_What is required_
Each line of the data that mentions the string "object" needs to be identified and copied.

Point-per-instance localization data

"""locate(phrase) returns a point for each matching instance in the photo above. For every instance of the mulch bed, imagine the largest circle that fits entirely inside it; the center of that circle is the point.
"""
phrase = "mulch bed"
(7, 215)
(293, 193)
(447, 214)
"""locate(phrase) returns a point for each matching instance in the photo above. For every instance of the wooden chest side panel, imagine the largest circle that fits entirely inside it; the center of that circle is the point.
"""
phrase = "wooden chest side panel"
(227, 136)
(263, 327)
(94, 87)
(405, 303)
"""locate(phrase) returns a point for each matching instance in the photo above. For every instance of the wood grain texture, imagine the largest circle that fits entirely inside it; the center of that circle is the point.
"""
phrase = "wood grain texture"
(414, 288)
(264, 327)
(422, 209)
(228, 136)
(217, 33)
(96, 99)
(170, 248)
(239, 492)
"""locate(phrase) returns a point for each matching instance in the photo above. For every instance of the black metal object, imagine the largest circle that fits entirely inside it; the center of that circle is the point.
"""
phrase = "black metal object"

_Reply to the task_
"""locate(phrase) returns a point for each matching instance in the photo above. For every instance of the black metal object, imagine the largest circle that fits entirely inside it; the center of that circle is the point.
phrase = "black metal object"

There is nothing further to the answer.